━━ Task material

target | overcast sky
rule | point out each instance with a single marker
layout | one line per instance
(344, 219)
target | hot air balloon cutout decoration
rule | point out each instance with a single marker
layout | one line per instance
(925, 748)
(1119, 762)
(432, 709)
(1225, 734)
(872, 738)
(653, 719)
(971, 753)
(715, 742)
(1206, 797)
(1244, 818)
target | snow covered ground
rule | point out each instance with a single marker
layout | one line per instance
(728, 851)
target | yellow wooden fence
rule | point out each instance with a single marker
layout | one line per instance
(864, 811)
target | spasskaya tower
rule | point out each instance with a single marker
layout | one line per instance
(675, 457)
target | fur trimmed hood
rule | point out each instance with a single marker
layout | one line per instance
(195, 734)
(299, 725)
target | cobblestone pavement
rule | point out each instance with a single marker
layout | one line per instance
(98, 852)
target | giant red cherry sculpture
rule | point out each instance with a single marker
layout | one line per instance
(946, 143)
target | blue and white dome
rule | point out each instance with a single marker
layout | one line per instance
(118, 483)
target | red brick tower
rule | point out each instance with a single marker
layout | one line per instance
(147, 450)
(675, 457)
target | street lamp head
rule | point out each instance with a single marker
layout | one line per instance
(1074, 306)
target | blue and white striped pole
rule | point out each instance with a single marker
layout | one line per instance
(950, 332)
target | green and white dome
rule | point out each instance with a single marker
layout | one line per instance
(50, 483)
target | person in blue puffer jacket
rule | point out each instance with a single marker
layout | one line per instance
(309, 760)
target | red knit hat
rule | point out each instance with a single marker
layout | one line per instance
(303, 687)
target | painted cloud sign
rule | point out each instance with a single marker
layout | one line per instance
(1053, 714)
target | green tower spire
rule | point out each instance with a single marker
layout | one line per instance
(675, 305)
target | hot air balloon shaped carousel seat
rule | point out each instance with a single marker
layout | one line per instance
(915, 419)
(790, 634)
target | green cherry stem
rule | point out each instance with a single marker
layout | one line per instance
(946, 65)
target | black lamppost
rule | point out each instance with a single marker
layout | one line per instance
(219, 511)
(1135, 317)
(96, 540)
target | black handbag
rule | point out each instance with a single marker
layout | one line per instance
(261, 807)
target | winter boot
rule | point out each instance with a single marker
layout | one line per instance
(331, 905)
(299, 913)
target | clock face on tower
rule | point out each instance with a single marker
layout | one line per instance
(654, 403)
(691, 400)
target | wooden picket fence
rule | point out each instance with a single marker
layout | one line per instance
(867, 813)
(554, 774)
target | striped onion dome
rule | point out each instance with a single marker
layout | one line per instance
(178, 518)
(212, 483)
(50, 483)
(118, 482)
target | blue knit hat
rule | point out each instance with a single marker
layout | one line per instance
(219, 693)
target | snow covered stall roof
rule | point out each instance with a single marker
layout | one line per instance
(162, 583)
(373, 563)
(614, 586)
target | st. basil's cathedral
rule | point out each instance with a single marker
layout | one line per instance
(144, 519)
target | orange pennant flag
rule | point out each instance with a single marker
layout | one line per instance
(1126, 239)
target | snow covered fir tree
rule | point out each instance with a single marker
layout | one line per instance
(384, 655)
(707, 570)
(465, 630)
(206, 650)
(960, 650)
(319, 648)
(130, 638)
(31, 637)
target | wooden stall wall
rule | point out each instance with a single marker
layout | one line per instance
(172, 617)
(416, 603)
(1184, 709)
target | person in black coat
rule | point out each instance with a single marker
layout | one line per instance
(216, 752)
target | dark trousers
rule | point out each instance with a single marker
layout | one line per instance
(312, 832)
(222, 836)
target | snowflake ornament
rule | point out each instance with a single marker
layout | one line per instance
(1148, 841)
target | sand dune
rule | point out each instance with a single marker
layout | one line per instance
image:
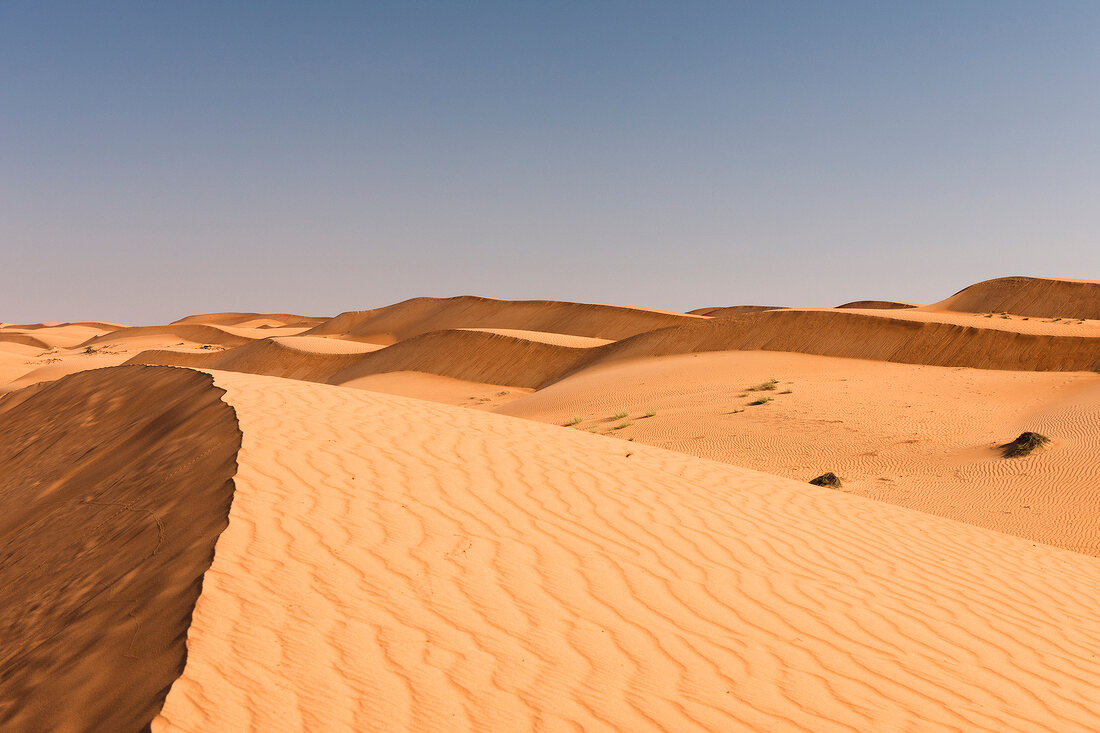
(116, 484)
(396, 565)
(493, 357)
(270, 357)
(250, 319)
(900, 337)
(725, 312)
(879, 305)
(418, 316)
(191, 332)
(1043, 297)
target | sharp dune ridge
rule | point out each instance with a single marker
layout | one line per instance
(1044, 297)
(194, 332)
(400, 520)
(396, 565)
(501, 359)
(249, 318)
(879, 305)
(417, 316)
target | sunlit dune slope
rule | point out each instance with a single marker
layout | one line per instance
(396, 565)
(250, 319)
(271, 357)
(496, 358)
(195, 334)
(114, 485)
(902, 338)
(1045, 297)
(418, 316)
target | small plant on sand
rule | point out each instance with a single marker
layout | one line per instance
(763, 386)
(1023, 445)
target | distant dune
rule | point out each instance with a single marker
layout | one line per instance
(250, 319)
(419, 316)
(879, 305)
(726, 312)
(1042, 297)
(395, 565)
(469, 514)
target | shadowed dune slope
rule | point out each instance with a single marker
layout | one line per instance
(419, 316)
(193, 332)
(25, 339)
(97, 325)
(396, 565)
(270, 357)
(1042, 297)
(463, 354)
(474, 357)
(498, 359)
(116, 484)
(922, 437)
(864, 336)
(250, 319)
(726, 312)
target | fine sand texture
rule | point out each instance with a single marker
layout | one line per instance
(116, 484)
(398, 565)
(923, 437)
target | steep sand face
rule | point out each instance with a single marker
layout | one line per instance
(116, 484)
(922, 437)
(879, 305)
(902, 336)
(300, 358)
(251, 319)
(725, 312)
(1044, 297)
(419, 316)
(395, 565)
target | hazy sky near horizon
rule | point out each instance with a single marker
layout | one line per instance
(165, 159)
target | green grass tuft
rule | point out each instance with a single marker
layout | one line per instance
(763, 386)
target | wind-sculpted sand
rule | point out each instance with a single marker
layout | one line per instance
(409, 318)
(396, 565)
(923, 437)
(116, 484)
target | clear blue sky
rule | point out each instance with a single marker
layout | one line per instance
(158, 159)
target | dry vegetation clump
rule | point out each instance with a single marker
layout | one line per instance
(1025, 444)
(763, 386)
(828, 480)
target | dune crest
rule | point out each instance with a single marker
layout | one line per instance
(396, 565)
(1044, 297)
(117, 482)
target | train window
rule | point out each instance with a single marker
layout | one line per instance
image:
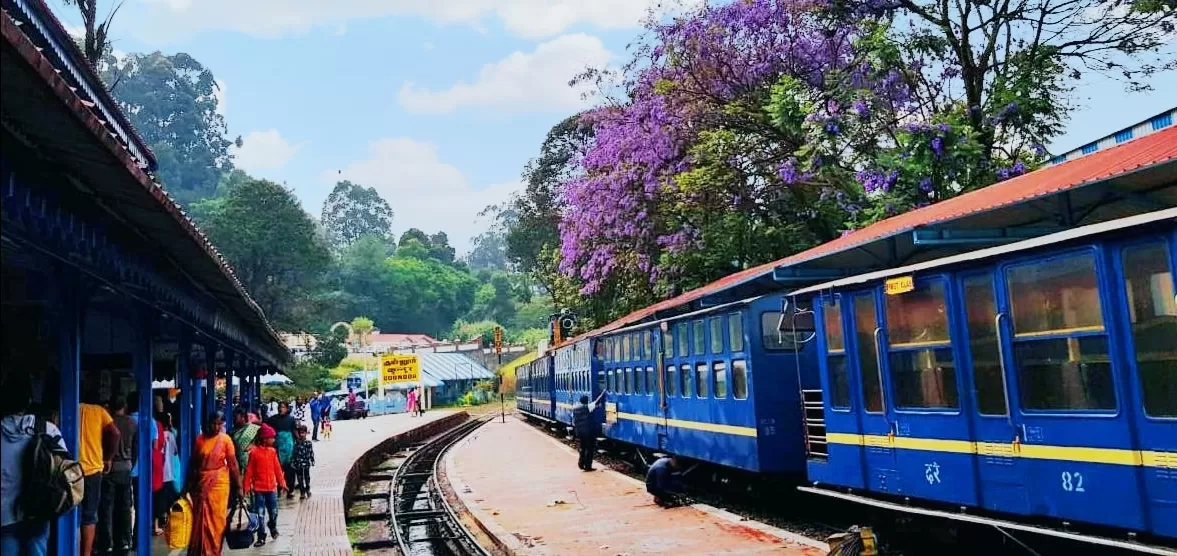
(921, 355)
(720, 371)
(981, 310)
(868, 351)
(739, 379)
(1055, 297)
(736, 331)
(700, 379)
(717, 333)
(1059, 348)
(836, 353)
(798, 330)
(1152, 311)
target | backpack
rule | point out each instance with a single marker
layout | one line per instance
(52, 482)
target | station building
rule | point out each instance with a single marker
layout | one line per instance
(107, 283)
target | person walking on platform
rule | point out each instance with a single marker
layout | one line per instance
(585, 429)
(20, 534)
(98, 438)
(303, 461)
(412, 402)
(265, 480)
(663, 482)
(284, 425)
(115, 530)
(213, 474)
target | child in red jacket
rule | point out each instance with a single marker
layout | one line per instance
(264, 480)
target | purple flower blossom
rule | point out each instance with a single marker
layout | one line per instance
(937, 146)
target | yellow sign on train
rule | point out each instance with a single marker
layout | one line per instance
(902, 284)
(394, 368)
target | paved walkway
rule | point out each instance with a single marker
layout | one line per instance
(525, 488)
(317, 525)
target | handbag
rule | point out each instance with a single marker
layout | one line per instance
(241, 520)
(179, 524)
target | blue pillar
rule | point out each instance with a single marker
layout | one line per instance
(187, 410)
(141, 364)
(210, 382)
(230, 372)
(70, 317)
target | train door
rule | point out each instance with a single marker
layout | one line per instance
(1001, 480)
(877, 427)
(931, 434)
(659, 397)
(1076, 439)
(1148, 317)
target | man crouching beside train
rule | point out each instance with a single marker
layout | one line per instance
(663, 482)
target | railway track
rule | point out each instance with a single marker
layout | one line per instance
(423, 521)
(403, 509)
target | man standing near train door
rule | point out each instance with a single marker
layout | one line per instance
(585, 429)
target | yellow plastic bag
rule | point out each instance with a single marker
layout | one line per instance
(179, 524)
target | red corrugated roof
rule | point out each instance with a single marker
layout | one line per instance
(1146, 151)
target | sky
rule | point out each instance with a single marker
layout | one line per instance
(437, 104)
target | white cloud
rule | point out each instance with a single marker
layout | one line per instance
(263, 151)
(424, 191)
(174, 20)
(536, 80)
(219, 93)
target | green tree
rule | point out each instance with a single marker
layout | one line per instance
(353, 211)
(330, 349)
(274, 249)
(95, 39)
(363, 328)
(172, 103)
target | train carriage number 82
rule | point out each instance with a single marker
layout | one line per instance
(1072, 482)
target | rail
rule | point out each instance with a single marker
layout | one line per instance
(423, 521)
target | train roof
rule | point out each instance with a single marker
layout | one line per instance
(985, 253)
(1105, 185)
(684, 316)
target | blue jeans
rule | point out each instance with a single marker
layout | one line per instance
(265, 504)
(25, 538)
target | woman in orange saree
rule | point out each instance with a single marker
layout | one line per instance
(213, 474)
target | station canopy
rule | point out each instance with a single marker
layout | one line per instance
(1132, 178)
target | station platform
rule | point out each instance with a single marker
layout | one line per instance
(524, 489)
(317, 525)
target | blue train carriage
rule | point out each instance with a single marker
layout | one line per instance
(1037, 378)
(577, 368)
(543, 385)
(718, 385)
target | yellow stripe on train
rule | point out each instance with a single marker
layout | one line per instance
(1114, 456)
(690, 424)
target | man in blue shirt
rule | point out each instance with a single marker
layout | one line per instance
(317, 405)
(663, 482)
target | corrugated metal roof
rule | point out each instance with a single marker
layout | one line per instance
(1142, 153)
(453, 366)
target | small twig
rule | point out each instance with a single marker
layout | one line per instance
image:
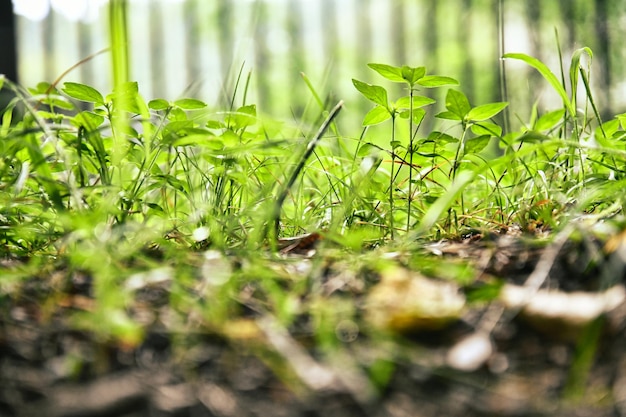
(532, 284)
(307, 153)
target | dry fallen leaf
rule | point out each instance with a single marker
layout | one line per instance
(406, 301)
(560, 314)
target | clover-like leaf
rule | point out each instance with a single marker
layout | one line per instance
(457, 103)
(83, 92)
(418, 101)
(431, 81)
(375, 116)
(477, 144)
(388, 71)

━━━━

_What is being asked_
Starting at the beginning of the records and ending at the line containing "(1074, 306)", reproduce every line, requests included, adding 62 to each coordinate of every point.

_In response_
target | overcast sky
rule | point out each instance with a single marker
layout | one line per instance
(406, 281)
target | hot air balloon cutout decoration
rule | point out each instance with a single marker
layout | one line per instance
(987, 810)
(1181, 824)
(494, 771)
(1287, 796)
(934, 800)
(715, 781)
(1033, 815)
(777, 804)
(1268, 859)
(1306, 880)
target | snow covered ground
rule | point out each instance with a single marker
layout | one line per instance
(790, 913)
target | yellow wooden fence
rule | point out each instance with a single marker
layout | one line per instance
(926, 873)
target | spasskaya tower
rule | point out each instance with a single marker
layout | one line per instance
(737, 519)
target | fur trimmed hood
rule | point out each instance with a single marker
layout | one line per instance
(257, 796)
(361, 787)
target | cobblestone pavement
rule | point out each instance with a single marker
layout | one line per instance
(160, 914)
target | giant red cherry sculpture
rule | point out each instance with a single marker
layout | one line per instance
(1008, 205)
target | blue and white dome
rule | point out each instance with a single marker
layout | one line per instance
(180, 545)
target | red brick tower
rule | point out each instance with a single marker
layout | one line per instance
(209, 512)
(737, 519)
target | street lamp head
rule | point out each instance with a single marker
layout | one line per instance
(1136, 368)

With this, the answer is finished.